DATASET ENTRIES:
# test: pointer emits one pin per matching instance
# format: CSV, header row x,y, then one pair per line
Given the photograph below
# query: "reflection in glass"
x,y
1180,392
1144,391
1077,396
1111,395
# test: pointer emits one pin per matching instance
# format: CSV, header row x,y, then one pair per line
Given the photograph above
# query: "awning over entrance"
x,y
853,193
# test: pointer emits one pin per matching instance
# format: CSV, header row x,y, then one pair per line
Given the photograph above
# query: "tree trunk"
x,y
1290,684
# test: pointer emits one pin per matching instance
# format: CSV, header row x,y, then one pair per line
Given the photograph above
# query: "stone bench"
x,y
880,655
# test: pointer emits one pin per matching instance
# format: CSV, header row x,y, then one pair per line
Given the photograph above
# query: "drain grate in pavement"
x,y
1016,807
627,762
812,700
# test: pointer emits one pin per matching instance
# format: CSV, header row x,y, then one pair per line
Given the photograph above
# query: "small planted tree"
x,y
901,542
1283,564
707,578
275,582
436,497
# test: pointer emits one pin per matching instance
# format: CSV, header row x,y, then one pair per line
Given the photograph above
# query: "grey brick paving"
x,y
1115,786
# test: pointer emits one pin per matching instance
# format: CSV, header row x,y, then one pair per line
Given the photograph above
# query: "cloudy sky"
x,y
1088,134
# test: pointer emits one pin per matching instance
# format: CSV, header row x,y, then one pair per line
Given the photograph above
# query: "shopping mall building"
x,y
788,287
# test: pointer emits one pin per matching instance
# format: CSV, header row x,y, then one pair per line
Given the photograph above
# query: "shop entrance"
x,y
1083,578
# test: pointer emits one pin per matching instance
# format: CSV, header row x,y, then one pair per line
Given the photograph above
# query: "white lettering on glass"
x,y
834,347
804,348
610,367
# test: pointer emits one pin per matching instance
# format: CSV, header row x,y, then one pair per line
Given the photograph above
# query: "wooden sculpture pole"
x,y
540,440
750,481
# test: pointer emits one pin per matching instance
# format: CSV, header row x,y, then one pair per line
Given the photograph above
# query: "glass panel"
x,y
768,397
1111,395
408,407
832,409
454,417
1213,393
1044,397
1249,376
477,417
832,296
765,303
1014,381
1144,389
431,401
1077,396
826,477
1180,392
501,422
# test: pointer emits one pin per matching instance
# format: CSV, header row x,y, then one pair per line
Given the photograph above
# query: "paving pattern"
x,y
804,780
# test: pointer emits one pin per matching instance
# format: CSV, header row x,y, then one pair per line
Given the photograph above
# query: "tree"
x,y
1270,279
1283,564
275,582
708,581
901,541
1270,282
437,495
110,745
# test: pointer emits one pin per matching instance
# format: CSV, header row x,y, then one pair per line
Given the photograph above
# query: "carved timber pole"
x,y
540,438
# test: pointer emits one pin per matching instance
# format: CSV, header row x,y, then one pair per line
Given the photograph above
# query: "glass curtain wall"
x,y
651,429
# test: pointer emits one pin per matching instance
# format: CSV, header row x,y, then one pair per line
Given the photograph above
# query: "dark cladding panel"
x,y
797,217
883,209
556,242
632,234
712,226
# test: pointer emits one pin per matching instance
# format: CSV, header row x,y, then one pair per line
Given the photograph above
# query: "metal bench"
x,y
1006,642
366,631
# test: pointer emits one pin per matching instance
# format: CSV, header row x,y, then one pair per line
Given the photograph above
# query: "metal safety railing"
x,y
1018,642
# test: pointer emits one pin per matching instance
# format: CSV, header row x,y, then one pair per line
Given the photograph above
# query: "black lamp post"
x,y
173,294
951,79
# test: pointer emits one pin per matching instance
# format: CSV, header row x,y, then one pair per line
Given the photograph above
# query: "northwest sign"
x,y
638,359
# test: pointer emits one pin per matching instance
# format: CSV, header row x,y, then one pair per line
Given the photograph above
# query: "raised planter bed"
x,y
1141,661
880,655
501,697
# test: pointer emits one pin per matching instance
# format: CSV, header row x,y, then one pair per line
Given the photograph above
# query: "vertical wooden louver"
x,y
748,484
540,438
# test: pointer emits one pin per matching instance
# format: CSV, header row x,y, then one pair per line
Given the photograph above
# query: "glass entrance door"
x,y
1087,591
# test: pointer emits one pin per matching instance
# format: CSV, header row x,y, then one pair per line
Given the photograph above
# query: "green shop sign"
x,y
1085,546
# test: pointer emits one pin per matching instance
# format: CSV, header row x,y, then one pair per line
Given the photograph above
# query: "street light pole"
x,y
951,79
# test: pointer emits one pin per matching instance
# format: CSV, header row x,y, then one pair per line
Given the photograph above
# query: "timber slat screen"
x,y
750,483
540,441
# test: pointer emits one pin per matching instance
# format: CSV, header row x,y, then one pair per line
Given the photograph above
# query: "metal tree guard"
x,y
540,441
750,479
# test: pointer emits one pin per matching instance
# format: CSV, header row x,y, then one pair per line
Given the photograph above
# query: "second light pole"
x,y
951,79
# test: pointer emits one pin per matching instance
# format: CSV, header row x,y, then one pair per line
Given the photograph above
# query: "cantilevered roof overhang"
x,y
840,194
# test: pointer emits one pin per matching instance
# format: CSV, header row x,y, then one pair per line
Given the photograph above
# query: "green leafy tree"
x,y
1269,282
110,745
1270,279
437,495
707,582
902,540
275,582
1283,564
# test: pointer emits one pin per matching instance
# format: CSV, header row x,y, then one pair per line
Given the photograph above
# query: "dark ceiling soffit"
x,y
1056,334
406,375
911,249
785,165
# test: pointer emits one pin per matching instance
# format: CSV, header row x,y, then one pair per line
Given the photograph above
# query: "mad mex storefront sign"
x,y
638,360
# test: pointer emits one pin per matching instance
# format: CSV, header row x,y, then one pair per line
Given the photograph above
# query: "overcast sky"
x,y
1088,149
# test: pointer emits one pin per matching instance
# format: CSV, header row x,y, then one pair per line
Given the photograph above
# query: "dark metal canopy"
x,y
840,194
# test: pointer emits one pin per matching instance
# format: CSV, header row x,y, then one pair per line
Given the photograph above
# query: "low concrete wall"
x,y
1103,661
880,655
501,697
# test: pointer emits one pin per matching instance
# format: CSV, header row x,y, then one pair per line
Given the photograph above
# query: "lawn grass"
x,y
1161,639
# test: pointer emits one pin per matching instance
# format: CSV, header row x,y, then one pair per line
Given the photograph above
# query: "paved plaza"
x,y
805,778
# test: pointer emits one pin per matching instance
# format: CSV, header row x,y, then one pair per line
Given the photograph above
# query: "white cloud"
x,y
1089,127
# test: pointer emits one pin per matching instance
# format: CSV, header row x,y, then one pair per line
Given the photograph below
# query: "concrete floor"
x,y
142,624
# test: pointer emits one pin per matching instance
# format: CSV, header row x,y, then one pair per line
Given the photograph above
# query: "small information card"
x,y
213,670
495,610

TASK DETAILS: Count the lines in the rows above that contain the word "concrete", and reply with the number alone.

ANSWER TO THIS EXERCISE: 2